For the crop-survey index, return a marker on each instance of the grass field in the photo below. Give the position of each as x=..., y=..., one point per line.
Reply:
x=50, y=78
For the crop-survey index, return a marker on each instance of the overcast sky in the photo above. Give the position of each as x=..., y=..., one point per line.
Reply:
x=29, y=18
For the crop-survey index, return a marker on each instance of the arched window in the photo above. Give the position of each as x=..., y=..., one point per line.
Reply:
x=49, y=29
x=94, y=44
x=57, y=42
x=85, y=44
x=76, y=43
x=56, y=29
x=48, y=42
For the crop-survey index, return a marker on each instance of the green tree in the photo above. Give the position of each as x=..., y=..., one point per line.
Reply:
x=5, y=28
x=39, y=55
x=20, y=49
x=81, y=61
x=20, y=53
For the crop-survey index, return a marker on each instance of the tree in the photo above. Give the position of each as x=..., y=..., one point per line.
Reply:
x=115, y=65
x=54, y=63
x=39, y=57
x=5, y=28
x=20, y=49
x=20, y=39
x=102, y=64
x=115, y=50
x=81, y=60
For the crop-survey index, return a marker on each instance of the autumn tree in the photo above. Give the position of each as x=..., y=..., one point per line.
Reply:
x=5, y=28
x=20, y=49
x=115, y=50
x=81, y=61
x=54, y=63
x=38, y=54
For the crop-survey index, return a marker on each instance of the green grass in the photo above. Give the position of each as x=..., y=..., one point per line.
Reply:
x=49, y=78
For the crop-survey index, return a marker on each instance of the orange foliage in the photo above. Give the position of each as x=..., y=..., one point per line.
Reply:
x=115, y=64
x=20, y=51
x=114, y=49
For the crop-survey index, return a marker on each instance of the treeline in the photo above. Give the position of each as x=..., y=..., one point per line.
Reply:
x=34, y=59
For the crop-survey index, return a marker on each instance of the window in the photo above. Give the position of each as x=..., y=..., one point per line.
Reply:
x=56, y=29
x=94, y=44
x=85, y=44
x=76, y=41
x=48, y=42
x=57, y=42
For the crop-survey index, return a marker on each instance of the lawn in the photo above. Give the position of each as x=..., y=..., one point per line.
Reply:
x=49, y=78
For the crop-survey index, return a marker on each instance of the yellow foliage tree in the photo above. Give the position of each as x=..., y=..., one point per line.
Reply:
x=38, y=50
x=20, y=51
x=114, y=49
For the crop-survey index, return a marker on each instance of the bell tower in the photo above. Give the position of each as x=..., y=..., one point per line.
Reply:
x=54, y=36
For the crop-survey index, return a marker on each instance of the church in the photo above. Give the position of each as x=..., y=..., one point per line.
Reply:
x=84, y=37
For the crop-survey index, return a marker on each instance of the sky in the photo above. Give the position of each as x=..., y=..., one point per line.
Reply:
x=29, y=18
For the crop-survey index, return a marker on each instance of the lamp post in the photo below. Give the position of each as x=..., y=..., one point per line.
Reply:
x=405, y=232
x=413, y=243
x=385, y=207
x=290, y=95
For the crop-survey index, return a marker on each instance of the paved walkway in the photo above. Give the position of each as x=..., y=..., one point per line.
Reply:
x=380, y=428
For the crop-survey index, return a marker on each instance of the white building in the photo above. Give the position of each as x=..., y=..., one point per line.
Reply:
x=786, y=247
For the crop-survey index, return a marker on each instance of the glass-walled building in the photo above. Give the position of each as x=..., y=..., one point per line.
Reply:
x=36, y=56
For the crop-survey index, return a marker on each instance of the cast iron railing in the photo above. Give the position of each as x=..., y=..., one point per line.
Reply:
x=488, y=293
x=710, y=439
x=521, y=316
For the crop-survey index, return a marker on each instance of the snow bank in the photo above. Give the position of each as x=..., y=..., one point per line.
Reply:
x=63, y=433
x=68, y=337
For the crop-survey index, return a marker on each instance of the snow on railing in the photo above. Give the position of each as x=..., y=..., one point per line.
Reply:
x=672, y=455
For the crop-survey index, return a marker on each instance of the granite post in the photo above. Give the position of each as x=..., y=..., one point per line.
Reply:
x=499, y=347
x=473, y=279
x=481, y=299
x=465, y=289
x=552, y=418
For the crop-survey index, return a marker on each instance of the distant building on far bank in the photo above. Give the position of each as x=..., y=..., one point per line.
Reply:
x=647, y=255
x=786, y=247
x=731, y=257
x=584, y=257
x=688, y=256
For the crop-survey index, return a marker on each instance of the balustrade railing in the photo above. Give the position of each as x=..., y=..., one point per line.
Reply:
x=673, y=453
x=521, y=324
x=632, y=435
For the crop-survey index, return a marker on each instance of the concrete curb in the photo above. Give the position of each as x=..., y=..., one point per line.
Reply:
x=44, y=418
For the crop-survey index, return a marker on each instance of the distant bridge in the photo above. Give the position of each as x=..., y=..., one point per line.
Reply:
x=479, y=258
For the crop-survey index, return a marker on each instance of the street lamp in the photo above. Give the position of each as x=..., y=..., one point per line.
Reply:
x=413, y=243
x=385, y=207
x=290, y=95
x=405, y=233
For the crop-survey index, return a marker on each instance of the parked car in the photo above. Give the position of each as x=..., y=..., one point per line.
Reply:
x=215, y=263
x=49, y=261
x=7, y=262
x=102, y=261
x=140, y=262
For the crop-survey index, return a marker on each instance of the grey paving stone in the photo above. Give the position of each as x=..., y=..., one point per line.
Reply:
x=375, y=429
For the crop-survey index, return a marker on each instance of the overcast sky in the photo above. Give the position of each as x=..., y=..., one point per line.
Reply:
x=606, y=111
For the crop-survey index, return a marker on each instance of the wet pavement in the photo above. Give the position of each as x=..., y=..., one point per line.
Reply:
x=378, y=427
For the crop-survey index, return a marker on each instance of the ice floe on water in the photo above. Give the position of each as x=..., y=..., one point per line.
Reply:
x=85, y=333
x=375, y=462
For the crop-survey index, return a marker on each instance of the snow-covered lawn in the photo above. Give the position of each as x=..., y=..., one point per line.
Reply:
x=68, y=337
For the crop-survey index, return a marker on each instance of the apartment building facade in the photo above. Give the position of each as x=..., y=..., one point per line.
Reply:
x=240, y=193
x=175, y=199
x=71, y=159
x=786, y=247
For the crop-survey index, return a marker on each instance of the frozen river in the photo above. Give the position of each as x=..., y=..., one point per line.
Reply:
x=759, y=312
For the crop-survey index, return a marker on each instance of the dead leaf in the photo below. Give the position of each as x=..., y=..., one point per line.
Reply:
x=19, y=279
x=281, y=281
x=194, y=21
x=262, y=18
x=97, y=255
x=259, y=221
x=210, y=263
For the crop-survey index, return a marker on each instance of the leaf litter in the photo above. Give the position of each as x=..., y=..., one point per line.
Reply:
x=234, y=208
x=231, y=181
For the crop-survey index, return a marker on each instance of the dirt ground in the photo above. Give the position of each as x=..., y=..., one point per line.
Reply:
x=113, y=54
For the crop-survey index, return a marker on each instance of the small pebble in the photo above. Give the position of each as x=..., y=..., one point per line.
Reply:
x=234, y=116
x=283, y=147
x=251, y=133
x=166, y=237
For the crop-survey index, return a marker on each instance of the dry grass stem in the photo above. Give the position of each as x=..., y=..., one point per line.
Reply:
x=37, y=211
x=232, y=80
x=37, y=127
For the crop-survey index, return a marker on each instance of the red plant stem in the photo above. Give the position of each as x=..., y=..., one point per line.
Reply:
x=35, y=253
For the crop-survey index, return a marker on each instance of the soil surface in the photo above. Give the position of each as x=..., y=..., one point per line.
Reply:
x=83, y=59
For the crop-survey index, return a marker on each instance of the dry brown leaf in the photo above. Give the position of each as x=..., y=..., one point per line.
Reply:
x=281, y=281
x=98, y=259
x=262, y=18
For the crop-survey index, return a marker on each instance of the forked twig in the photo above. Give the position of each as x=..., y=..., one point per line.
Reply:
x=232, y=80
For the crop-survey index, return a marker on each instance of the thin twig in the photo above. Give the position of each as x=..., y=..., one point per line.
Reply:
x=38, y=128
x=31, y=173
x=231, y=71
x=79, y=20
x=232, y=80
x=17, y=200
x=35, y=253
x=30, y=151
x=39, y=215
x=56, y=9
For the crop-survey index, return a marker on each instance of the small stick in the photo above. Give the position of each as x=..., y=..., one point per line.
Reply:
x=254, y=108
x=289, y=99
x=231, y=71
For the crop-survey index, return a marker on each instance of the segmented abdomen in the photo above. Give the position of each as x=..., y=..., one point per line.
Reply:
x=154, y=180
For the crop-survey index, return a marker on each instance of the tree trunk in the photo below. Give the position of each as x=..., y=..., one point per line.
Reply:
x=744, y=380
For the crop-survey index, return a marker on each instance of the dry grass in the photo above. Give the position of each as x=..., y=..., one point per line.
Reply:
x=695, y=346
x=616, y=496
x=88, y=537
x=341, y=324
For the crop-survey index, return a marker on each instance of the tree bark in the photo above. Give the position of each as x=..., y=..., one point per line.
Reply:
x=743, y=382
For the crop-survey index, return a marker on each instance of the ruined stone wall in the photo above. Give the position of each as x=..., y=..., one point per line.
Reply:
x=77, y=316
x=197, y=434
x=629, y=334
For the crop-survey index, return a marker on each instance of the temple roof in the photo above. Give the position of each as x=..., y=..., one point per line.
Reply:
----
How to complete this task
Copy each line of the records that contains the word "post".

Result of the exercise
For the crop-survey index, return a marker on each instance of the lamp post in the photo below. Give the position of each as x=..., y=..., one point per line.
For the crop-survey index, return a marker on each instance of the granite post in the photo above. Give the position of each as x=..., y=..., one point per line.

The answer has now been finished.